# [TEXT TO READ]
-----

Turkmenistan Embassy Website Hacked

The website of Turkmenistan’s embassy in Belarus has been taken offline following an apparent hack by ISIS supporters.

Turkmenistan Embassy Website Hacked
Credit: Hacker via Shutterstock.com

According to Radio Free Europe/Radio Liberty, Turkmenistan’s embassy in Belarus’ website has been hacked by individuals claiming links to ISIS.

The brief RFE/RL report, based on a Belarusian science and technology news site — 42.tut.by — notes that the hacked site carried a black and white photograph of a man wearing a black mask, emblazoned with the ISIS logo, and holding an AK-47 before being taken offline.

A text above the photo said in English “Hacked by Abdellah Elmaghribi” and in Russian: “The website is in the service of the regime.”

A sentence below the photo read: “#Struck by Abdellah Elmaghribi And Moroccan Wolf. By ISLAMIC STATE HACKERS (El Moujahidine) Your Security Get Owned.”

At the time of writing, the website has been taken down and the embassy has not yet released a statement.

Turkmenistan, which has been fiercely neutral since independence, made news recently for its response to the threat of ISIS in Afghanistan. Earlier this year Turkmenistan began mobilizing its reserve military forces, according to Eurasianet, based on officials quoted in Central Asia Online, a Pentagon-funded website generally known among the region’s watchers for its overly positive outlook on the activities of Central Asia’s autocrats:

This is the first large-scale and serious … mobilisation of reservists in the nearly 24 years of the country’s independence,” Defence Ministry official Agamyrat Garakhanov told Central Asia Online, calling the number of called-up reservists a “state secret.”

In March, rumors began circling about Uzbek and Russian troops at the Turkmen-Afghan border. Casey commented in The Diplomat that even if the rumors were just rumors, they “help point to Turkmenistan’s sudden concerns about its southern flank – and help play into the narrative of ISIS’s burgeoning presence in Afghanistan.”

What isn’t a rumor, however, is that Turkmenistan has asked the United States for assistance to deal with ISIS. In recent testimony before a congressional committee, the commander of U.S. Central Command noted that the country “recently expressed a desire to acquire U.S. military equipment and technology to address threats to their security along their southern border with Afghanistan.” As I noted last week, CENTCOM doesn’t spend much time thinking about Central Asia but overall U.S. policy in the region is fundamentally linked to the security piece. It is unclear what assistance the U.S. may provide in response to the request.

There is nothing to solidly link the hacking of Turkmenistan’s Belarusian embassy website to ISIS yet, but it nonetheless feeds into the narrative the country has crafted.

-----

# [EXTRACTED MATERIAL]
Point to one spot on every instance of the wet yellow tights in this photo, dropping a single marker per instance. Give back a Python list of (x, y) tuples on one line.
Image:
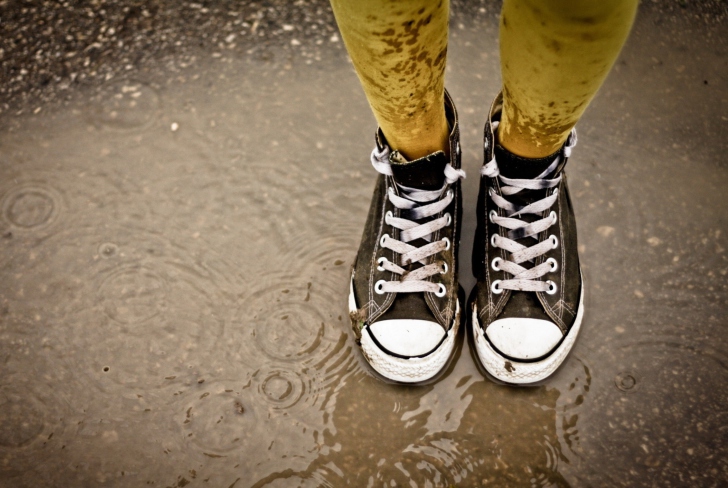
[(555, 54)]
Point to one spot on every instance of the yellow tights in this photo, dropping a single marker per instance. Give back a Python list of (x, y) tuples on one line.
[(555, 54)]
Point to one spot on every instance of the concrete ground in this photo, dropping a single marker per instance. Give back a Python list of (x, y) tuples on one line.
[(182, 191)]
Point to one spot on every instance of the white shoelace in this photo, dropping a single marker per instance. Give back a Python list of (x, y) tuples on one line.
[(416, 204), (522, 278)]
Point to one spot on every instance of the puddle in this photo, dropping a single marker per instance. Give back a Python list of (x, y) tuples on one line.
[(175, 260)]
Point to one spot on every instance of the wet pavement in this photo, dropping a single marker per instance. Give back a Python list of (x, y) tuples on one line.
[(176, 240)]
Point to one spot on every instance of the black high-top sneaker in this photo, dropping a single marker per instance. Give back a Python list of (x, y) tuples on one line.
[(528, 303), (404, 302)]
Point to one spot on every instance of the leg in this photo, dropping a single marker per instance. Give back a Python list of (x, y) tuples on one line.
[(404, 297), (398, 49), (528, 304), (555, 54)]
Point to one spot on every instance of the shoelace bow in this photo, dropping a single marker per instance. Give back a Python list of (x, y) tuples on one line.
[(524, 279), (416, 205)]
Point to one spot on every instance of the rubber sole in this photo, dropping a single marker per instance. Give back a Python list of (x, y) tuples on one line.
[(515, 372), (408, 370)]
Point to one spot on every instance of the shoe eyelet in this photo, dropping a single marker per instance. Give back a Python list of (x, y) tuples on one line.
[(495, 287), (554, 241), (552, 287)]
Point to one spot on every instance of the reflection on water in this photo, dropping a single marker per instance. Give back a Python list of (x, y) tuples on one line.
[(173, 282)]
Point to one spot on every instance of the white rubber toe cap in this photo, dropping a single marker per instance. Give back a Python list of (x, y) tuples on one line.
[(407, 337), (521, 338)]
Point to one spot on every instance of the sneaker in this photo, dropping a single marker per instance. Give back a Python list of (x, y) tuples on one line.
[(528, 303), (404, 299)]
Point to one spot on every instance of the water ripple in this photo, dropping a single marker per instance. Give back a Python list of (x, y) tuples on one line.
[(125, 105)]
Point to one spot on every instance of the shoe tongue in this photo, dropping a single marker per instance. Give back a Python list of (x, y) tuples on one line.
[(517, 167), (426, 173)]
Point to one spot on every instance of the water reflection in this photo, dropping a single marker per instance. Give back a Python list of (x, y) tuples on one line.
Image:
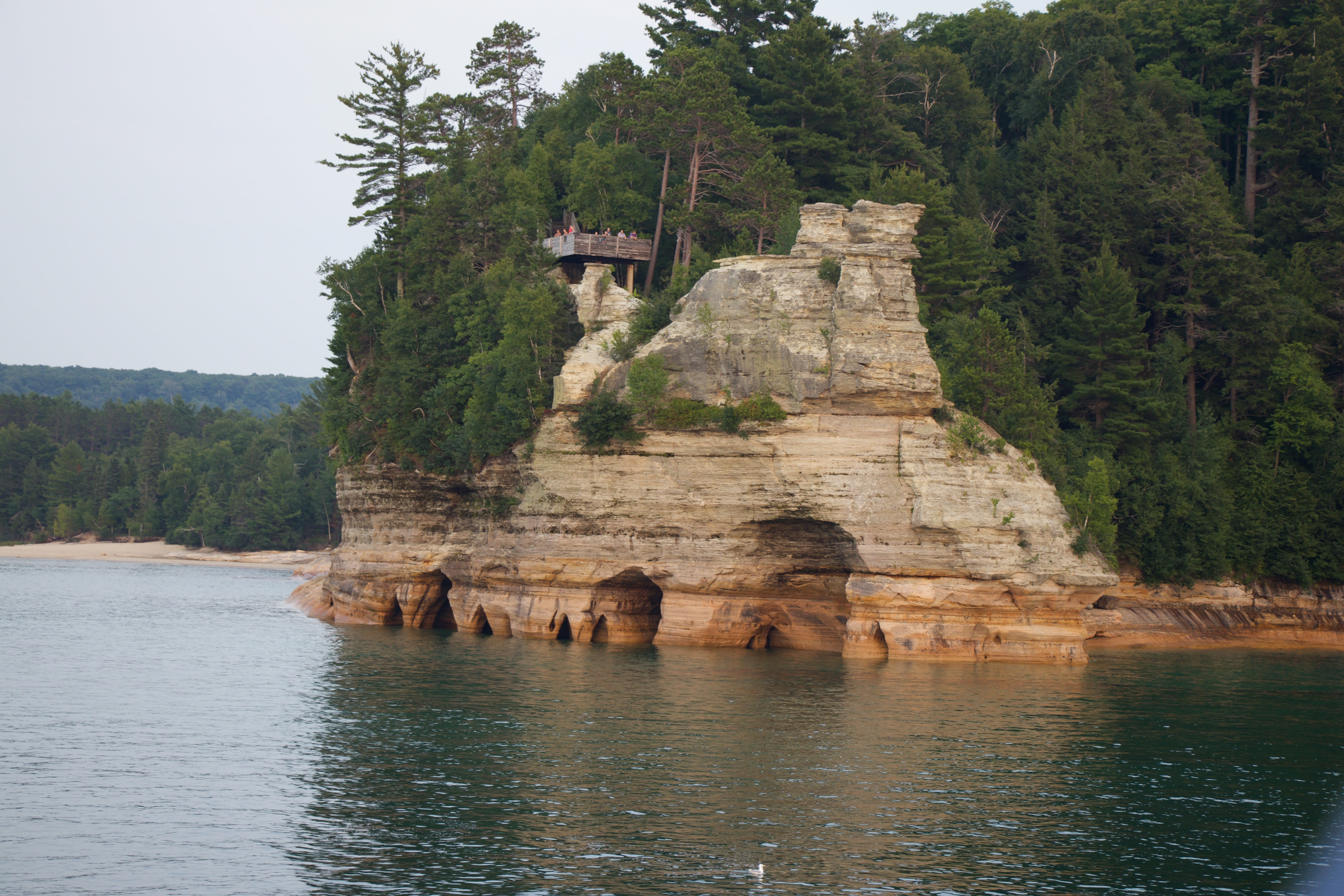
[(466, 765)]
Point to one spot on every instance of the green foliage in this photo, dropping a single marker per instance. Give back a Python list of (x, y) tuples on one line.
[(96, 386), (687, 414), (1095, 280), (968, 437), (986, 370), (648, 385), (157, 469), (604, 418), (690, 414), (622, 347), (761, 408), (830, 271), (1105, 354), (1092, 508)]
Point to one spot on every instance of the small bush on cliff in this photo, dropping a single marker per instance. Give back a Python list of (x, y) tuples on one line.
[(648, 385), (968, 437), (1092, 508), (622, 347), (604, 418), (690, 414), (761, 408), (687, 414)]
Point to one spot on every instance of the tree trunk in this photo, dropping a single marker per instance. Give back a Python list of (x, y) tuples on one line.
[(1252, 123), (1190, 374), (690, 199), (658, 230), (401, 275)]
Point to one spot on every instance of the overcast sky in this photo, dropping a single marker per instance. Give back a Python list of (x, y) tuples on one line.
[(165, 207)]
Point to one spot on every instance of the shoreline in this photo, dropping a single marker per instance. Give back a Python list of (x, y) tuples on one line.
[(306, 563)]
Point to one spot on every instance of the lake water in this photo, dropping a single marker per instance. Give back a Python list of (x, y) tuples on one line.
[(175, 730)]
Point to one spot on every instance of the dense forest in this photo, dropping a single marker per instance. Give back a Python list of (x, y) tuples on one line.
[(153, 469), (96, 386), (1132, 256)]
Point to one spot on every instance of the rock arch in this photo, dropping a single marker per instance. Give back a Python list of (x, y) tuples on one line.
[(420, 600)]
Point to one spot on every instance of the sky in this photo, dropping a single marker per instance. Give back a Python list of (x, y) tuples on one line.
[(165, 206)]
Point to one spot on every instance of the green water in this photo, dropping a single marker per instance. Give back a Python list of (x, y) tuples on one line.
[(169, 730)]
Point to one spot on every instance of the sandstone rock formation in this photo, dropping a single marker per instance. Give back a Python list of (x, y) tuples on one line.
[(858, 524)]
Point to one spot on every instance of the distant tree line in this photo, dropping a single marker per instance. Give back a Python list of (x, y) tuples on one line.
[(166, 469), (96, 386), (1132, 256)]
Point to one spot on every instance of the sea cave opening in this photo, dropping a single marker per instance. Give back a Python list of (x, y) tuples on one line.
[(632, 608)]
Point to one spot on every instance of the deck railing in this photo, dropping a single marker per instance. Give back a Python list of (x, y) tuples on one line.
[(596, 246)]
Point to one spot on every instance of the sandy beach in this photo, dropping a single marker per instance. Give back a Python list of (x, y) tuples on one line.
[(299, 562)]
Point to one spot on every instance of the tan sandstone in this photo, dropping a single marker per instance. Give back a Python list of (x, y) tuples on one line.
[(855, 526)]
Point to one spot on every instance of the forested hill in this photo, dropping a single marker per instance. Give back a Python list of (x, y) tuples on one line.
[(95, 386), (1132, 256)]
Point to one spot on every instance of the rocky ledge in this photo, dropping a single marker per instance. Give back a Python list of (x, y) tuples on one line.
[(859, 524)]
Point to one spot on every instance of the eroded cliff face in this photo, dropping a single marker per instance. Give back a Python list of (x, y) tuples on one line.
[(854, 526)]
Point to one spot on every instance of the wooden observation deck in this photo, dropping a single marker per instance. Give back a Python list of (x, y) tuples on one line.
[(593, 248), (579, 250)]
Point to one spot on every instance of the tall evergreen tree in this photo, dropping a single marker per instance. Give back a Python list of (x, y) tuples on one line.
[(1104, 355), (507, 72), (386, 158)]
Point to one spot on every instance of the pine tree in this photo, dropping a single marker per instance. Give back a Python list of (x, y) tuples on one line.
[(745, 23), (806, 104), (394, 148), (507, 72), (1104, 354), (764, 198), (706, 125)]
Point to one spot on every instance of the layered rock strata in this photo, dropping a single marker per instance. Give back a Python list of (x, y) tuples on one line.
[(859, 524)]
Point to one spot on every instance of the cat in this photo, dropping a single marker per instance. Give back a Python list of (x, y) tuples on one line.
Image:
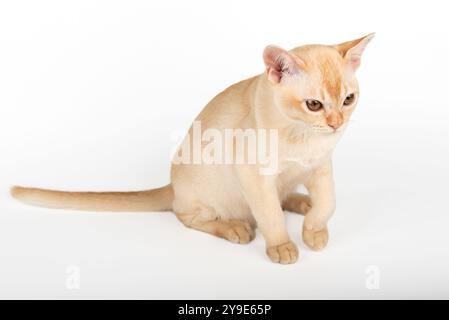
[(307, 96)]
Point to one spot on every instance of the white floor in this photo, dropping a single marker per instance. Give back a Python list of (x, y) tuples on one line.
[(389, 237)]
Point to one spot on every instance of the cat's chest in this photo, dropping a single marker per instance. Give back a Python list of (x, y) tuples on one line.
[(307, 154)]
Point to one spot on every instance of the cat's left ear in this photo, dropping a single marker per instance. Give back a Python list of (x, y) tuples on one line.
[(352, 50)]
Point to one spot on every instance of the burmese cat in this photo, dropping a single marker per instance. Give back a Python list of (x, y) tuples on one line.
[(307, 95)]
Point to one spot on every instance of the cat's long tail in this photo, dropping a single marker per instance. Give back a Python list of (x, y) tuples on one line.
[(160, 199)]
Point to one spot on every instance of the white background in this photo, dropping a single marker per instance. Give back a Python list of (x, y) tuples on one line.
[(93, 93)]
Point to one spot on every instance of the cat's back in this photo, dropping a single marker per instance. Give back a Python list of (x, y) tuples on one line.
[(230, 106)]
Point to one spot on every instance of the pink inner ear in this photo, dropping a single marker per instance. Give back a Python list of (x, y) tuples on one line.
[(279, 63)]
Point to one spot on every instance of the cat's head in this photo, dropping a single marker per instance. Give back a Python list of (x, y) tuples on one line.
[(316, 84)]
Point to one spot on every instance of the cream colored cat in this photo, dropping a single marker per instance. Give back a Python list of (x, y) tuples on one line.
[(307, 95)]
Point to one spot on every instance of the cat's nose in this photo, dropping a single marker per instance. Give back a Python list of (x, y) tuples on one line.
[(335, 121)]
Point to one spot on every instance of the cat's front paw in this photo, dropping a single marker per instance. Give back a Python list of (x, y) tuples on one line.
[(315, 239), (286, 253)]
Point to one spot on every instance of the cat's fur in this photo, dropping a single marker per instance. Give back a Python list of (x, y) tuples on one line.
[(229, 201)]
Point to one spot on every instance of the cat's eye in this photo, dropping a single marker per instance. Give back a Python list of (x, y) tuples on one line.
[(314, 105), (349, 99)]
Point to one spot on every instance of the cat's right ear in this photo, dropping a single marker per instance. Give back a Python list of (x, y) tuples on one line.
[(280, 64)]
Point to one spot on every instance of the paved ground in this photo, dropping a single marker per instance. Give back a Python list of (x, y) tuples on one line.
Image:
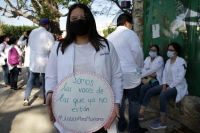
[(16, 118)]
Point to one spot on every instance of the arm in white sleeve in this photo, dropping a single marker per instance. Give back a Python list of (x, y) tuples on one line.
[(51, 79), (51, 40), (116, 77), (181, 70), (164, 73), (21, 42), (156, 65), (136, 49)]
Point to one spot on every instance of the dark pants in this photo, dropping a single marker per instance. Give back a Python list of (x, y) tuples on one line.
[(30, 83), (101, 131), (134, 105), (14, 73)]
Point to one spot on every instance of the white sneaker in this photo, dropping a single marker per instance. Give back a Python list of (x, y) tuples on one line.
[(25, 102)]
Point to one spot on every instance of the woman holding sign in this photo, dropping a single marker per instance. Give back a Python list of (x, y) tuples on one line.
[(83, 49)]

-----

# [WHAT THIS EXERCISE ASKS]
- A) According to the article on the embassy website hack, what did the Russian text above the photo say?
- B) List every news outlet or website that the article on the embassy website hack cites as a source of reporting or commentary.

# [WORKED ANSWERS]
- A) It said, "The website is in the service of the regime."

- B) Radio Free Europe/Radio Liberty, 42.tut.by, Eurasianet, Central Asia Online, The Diplomat